START
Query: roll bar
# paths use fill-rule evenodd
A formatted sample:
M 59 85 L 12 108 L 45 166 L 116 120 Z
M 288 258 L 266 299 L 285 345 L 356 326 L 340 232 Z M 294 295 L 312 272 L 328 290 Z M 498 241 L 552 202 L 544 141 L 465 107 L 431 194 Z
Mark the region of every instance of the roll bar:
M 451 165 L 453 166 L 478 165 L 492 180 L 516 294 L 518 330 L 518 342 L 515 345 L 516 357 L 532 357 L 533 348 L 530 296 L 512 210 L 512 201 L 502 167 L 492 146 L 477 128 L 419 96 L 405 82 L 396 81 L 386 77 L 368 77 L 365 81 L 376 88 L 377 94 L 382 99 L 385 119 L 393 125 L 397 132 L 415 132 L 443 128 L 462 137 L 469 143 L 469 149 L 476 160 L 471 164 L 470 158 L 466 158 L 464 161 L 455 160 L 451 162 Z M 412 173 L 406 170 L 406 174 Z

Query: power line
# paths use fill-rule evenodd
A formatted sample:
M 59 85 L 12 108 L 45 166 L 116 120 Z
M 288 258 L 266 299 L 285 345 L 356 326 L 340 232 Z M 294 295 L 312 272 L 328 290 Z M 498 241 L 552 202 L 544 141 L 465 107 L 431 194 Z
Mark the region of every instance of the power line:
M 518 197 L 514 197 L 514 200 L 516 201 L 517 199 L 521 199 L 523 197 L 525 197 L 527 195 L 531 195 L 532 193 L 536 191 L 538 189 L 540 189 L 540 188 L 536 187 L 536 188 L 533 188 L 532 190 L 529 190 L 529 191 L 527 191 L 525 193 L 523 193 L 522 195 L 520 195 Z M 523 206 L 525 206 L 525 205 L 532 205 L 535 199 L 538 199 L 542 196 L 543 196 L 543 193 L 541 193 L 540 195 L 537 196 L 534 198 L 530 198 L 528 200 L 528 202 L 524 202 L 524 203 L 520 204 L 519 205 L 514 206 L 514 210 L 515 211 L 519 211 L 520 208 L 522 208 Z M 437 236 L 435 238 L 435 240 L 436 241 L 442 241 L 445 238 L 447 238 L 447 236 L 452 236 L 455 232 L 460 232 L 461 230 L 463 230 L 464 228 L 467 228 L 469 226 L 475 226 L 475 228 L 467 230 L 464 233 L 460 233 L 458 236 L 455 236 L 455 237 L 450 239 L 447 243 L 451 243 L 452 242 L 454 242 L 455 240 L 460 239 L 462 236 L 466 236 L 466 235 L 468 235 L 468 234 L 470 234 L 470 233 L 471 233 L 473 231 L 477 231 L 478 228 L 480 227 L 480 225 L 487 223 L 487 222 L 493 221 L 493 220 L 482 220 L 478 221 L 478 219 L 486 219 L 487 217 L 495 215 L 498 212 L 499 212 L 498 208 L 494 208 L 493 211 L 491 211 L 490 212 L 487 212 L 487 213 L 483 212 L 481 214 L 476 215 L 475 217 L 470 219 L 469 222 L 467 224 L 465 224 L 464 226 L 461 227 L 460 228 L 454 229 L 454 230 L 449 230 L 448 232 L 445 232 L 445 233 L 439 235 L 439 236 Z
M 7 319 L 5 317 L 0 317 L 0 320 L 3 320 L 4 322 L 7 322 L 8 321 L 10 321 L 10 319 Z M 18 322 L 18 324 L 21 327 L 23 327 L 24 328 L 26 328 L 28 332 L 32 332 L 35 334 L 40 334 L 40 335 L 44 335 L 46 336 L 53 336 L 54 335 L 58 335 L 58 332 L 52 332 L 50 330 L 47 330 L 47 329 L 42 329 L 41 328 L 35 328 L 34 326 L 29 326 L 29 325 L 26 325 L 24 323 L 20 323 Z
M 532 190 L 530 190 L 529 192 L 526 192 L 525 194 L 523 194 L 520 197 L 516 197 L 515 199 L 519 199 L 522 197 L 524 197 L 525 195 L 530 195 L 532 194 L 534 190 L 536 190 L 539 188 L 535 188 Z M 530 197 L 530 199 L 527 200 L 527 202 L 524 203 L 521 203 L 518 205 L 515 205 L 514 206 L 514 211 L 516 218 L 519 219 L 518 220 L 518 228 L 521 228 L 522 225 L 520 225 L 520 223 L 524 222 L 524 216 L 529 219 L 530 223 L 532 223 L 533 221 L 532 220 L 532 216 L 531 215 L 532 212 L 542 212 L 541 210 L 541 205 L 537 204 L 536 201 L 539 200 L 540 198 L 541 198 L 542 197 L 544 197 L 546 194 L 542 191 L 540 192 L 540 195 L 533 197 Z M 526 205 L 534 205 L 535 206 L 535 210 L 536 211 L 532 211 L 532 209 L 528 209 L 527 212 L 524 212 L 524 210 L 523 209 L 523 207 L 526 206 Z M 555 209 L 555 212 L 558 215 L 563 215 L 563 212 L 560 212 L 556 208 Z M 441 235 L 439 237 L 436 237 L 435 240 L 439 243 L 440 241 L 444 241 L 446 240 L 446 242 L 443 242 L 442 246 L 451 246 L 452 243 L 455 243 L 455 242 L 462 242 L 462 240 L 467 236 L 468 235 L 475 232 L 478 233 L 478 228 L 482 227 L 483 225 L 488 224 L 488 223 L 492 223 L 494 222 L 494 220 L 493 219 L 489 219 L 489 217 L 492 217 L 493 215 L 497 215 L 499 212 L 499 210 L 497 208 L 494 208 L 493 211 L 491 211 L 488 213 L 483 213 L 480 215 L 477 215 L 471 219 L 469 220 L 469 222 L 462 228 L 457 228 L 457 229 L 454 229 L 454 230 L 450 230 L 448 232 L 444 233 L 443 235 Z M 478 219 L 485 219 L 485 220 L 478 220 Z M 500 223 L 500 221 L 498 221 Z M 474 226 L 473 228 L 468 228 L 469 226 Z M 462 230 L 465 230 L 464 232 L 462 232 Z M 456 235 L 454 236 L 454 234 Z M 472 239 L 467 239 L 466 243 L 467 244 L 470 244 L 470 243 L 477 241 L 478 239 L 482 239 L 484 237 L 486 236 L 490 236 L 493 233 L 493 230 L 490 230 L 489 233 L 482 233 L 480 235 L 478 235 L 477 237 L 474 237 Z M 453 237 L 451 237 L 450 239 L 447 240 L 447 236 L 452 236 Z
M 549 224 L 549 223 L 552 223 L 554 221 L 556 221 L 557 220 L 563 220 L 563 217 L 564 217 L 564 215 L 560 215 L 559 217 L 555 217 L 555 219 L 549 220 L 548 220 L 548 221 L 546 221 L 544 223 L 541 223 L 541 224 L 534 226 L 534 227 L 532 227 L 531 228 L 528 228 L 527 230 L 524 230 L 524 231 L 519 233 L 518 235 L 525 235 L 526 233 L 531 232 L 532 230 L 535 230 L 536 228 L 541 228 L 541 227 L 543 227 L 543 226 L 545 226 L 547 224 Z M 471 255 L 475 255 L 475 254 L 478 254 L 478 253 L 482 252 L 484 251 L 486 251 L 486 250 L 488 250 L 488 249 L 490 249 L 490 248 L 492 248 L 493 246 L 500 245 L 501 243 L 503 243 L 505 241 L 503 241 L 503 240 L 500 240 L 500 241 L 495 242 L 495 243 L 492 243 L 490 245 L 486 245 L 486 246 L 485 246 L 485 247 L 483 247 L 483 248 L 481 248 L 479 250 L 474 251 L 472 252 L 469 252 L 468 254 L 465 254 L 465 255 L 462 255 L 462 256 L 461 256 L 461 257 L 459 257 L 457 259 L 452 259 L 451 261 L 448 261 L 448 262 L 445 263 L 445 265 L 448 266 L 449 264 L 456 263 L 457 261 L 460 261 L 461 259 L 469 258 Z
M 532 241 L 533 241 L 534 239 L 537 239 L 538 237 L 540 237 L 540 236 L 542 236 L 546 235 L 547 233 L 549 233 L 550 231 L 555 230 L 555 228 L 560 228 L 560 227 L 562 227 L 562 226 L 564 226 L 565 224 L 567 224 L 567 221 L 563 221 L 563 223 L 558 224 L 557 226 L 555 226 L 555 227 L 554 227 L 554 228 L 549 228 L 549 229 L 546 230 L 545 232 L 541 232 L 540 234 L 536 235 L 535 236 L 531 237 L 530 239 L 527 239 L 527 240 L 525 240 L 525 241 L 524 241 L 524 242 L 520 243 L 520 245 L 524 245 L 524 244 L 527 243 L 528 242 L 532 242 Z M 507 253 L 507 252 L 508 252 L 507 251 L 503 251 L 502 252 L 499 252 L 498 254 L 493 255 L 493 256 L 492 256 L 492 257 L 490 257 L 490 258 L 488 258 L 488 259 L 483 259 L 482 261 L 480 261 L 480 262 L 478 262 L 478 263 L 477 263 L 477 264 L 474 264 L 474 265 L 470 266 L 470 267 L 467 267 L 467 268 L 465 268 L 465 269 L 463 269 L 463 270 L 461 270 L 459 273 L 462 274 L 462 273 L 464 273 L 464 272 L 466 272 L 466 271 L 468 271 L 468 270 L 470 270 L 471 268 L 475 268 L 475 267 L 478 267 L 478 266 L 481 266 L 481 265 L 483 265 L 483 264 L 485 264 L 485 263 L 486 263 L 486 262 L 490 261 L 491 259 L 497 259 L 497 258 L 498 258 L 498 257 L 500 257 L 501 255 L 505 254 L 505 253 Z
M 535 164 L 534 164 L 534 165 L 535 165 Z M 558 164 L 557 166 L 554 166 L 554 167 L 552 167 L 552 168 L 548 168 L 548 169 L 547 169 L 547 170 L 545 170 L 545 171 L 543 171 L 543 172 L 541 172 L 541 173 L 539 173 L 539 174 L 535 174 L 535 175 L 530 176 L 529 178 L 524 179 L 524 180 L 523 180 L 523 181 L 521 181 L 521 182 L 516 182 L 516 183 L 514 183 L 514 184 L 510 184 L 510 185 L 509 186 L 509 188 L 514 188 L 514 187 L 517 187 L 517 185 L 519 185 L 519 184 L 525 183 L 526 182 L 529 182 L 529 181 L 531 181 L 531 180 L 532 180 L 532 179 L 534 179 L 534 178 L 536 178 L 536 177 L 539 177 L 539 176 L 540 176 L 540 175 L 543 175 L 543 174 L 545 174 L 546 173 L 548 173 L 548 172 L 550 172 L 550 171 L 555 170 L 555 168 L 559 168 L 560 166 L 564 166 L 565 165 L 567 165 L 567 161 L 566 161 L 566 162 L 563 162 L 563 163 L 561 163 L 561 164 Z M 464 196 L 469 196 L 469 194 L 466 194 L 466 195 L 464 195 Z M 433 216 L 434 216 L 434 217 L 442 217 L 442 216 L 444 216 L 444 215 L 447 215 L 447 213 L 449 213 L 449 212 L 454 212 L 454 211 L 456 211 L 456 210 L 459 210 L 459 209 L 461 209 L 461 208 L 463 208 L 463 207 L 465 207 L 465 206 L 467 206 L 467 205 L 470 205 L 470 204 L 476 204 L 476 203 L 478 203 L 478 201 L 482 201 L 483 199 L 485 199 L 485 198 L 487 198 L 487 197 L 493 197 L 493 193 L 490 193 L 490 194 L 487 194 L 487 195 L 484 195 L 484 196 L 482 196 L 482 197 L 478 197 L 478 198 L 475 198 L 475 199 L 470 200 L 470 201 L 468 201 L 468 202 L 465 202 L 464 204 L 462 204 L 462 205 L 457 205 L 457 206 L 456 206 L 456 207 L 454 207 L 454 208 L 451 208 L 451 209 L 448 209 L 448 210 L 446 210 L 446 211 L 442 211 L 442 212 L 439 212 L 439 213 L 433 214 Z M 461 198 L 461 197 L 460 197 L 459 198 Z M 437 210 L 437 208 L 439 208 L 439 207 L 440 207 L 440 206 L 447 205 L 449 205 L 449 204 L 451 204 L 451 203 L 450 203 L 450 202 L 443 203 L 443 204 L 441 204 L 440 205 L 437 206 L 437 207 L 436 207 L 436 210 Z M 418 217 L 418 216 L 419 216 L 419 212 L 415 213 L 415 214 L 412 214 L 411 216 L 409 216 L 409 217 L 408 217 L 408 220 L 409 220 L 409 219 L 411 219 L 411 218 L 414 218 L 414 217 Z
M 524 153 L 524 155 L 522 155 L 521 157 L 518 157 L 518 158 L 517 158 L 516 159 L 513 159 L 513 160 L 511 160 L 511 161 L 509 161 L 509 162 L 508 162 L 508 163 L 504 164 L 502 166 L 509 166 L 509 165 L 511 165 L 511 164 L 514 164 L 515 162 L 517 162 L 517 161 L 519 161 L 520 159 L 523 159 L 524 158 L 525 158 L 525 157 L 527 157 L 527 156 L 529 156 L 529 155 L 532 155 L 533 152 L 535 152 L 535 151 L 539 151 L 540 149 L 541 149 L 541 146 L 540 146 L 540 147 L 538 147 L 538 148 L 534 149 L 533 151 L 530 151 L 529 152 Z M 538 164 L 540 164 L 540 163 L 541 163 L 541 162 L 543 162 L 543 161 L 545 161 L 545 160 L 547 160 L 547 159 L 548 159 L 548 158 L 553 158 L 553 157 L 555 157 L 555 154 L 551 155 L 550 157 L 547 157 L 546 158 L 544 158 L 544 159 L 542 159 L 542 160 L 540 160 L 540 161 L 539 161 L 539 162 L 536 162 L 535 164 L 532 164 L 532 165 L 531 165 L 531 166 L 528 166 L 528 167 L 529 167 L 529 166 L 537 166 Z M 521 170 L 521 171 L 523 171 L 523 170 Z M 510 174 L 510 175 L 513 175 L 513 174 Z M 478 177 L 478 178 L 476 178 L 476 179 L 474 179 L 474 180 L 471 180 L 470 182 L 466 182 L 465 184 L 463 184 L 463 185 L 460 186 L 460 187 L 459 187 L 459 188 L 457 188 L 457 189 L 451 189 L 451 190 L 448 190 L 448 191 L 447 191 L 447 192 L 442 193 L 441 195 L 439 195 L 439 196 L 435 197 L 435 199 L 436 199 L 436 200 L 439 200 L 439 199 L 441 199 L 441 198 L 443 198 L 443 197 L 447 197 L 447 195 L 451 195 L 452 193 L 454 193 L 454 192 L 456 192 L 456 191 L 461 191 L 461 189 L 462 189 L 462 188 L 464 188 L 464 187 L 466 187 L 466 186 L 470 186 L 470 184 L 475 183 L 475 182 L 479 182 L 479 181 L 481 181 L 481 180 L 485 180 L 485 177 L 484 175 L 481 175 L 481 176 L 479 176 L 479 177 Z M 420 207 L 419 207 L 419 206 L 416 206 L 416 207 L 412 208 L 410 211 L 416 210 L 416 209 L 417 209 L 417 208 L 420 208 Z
END
What you have to do:
Format the lines of the material as a JSON list of strings, one per line and with blank lines omitted, from the line with "Query: power line" up to and including the line with "M 7 319 L 5".

Solution to the exercise:
[
  "Query: power line",
  "# paths use fill-rule evenodd",
  "A formatted sample:",
  "M 59 85 L 12 108 L 45 166 L 116 120 Z",
  "M 288 258 L 266 299 L 285 345 L 356 326 L 340 232 Z M 294 295 L 312 272 L 328 290 Z M 498 241 L 552 202 L 544 141 L 465 107 L 431 194 Z",
  "Mark the region of every instance of the power line:",
  "M 518 197 L 514 197 L 514 200 L 516 201 L 517 199 L 521 199 L 523 197 L 525 197 L 527 195 L 531 195 L 532 193 L 536 191 L 538 189 L 540 189 L 540 188 L 536 187 L 536 188 L 533 188 L 532 190 L 529 190 L 529 191 L 527 191 L 525 193 L 523 193 L 522 195 L 520 195 Z M 523 206 L 525 206 L 525 205 L 532 205 L 535 199 L 538 199 L 542 196 L 543 196 L 543 193 L 541 193 L 540 195 L 537 196 L 534 198 L 530 198 L 528 200 L 528 202 L 524 202 L 524 203 L 520 204 L 519 205 L 514 206 L 514 210 L 515 211 L 519 211 L 520 208 L 522 208 Z M 437 236 L 435 238 L 435 240 L 436 241 L 442 241 L 445 238 L 447 238 L 447 236 L 452 236 L 455 232 L 460 232 L 461 230 L 463 230 L 464 228 L 467 228 L 469 226 L 475 226 L 475 228 L 467 230 L 464 233 L 460 233 L 458 236 L 455 236 L 455 237 L 450 239 L 447 243 L 451 243 L 452 242 L 454 242 L 455 240 L 460 239 L 462 236 L 466 236 L 466 235 L 468 235 L 468 234 L 470 234 L 470 233 L 471 233 L 473 231 L 477 231 L 478 228 L 480 227 L 480 225 L 487 223 L 487 222 L 493 221 L 493 220 L 482 220 L 478 221 L 478 219 L 486 219 L 487 217 L 495 215 L 498 212 L 499 212 L 498 208 L 494 208 L 493 211 L 491 211 L 490 212 L 487 212 L 487 213 L 483 212 L 481 214 L 476 215 L 475 217 L 470 219 L 469 222 L 467 224 L 465 224 L 464 226 L 461 227 L 460 228 L 454 229 L 454 230 L 449 230 L 448 232 L 445 232 L 445 233 L 439 235 L 439 236 Z",
  "M 7 319 L 5 317 L 0 317 L 0 320 L 3 320 L 4 322 L 7 322 L 8 321 L 10 321 L 10 319 Z M 18 322 L 18 324 L 21 327 L 23 327 L 24 328 L 26 328 L 28 332 L 32 332 L 35 334 L 40 334 L 40 335 L 44 335 L 46 336 L 53 336 L 54 335 L 58 335 L 58 332 L 52 332 L 50 330 L 47 330 L 47 329 L 42 329 L 41 328 L 35 328 L 34 326 L 29 326 L 29 325 L 26 325 L 24 323 L 20 323 Z"
]